»»
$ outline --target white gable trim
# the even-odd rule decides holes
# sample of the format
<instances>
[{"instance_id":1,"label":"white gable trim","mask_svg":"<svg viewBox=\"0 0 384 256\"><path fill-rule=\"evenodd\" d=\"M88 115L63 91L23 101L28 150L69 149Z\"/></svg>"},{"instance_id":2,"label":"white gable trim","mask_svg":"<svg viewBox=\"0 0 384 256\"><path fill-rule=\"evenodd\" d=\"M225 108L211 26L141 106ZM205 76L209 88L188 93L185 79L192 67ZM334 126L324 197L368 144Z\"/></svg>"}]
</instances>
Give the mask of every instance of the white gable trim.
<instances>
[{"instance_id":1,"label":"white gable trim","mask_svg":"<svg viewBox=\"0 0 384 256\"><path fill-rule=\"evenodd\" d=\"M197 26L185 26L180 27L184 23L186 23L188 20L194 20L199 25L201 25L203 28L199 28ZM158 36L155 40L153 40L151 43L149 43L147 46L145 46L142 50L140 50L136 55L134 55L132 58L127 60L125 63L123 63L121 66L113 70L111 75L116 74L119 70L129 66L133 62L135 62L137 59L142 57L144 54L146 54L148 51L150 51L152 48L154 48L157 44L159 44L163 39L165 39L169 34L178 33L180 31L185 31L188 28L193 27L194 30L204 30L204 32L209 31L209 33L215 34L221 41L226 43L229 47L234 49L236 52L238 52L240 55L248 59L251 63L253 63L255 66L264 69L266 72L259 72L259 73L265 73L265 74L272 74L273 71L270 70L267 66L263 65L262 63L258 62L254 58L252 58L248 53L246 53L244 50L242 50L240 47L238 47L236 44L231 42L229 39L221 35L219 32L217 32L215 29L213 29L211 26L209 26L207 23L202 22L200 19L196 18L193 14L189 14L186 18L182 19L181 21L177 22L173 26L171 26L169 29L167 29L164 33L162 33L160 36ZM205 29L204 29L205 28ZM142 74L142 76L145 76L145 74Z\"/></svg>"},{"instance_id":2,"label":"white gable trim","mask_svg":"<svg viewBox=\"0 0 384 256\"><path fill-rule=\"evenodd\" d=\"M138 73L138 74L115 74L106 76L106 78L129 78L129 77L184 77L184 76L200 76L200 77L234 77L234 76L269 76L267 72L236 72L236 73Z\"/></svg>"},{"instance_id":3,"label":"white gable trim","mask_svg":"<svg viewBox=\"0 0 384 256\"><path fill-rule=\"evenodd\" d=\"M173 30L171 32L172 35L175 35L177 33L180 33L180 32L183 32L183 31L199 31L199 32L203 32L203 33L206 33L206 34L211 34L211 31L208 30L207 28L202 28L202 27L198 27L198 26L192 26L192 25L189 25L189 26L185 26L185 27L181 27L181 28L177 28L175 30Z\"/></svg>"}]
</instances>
««
■ PROBLEM REQUIREMENTS ■
Give every record again, exactly as it reads.

■ TASK RESPONSE ■
$ outline --target white gable trim
# the even-odd rule decides holes
# sample of the format
<instances>
[{"instance_id":1,"label":"white gable trim","mask_svg":"<svg viewBox=\"0 0 384 256\"><path fill-rule=\"evenodd\" d=\"M88 115L63 91L23 101L28 150L69 149Z\"/></svg>"},{"instance_id":2,"label":"white gable trim","mask_svg":"<svg viewBox=\"0 0 384 256\"><path fill-rule=\"evenodd\" d=\"M225 108L211 26L141 106ZM205 76L209 88L188 93L185 79L192 67ZM334 126L324 197L368 144Z\"/></svg>"}]
</instances>
Give the mask of every instance of the white gable trim.
<instances>
[{"instance_id":1,"label":"white gable trim","mask_svg":"<svg viewBox=\"0 0 384 256\"><path fill-rule=\"evenodd\" d=\"M197 26L185 26L180 27L184 23L186 23L188 20L194 20L199 25L201 25L203 28L199 28ZM158 36L155 40L153 40L151 43L149 43L147 46L145 46L142 50L140 50L136 55L134 55L132 58L127 60L125 63L123 63L121 66L113 70L111 75L116 74L119 70L129 66L133 62L135 62L137 59L142 57L144 54L146 54L148 51L150 51L152 48L154 48L157 44L159 44L163 39L165 39L169 34L178 33L180 31L185 31L188 28L193 27L194 30L204 30L204 32L209 31L209 33L215 34L221 41L226 43L229 47L234 49L236 52L238 52L240 55L248 59L251 63L253 63L255 66L264 69L266 72L259 72L259 73L265 73L265 74L272 74L273 71L270 70L267 66L263 65L262 63L258 62L254 58L252 58L248 53L246 53L244 50L242 50L240 47L238 47L236 44L231 42L229 39L221 35L219 32L217 32L215 29L213 29L211 26L209 26L207 23L202 22L200 19L196 18L193 14L189 14L186 18L182 19L181 21L177 22L173 26L171 26L169 29L167 29L164 33L162 33L160 36ZM205 29L204 29L205 28ZM142 74L142 76L145 76L145 74Z\"/></svg>"},{"instance_id":2,"label":"white gable trim","mask_svg":"<svg viewBox=\"0 0 384 256\"><path fill-rule=\"evenodd\" d=\"M138 73L138 74L115 74L106 76L106 78L129 78L129 77L184 77L184 76L200 76L200 77L234 77L234 76L269 76L267 72L236 72L236 73Z\"/></svg>"},{"instance_id":3,"label":"white gable trim","mask_svg":"<svg viewBox=\"0 0 384 256\"><path fill-rule=\"evenodd\" d=\"M173 30L171 32L172 35L175 35L177 33L180 33L180 32L183 32L183 31L199 31L199 32L203 32L203 33L206 33L206 34L211 34L211 31L208 30L207 28L202 28L202 27L198 27L198 26L192 26L192 25L189 25L189 26L185 26L185 27L181 27L181 28L177 28L175 30Z\"/></svg>"}]
</instances>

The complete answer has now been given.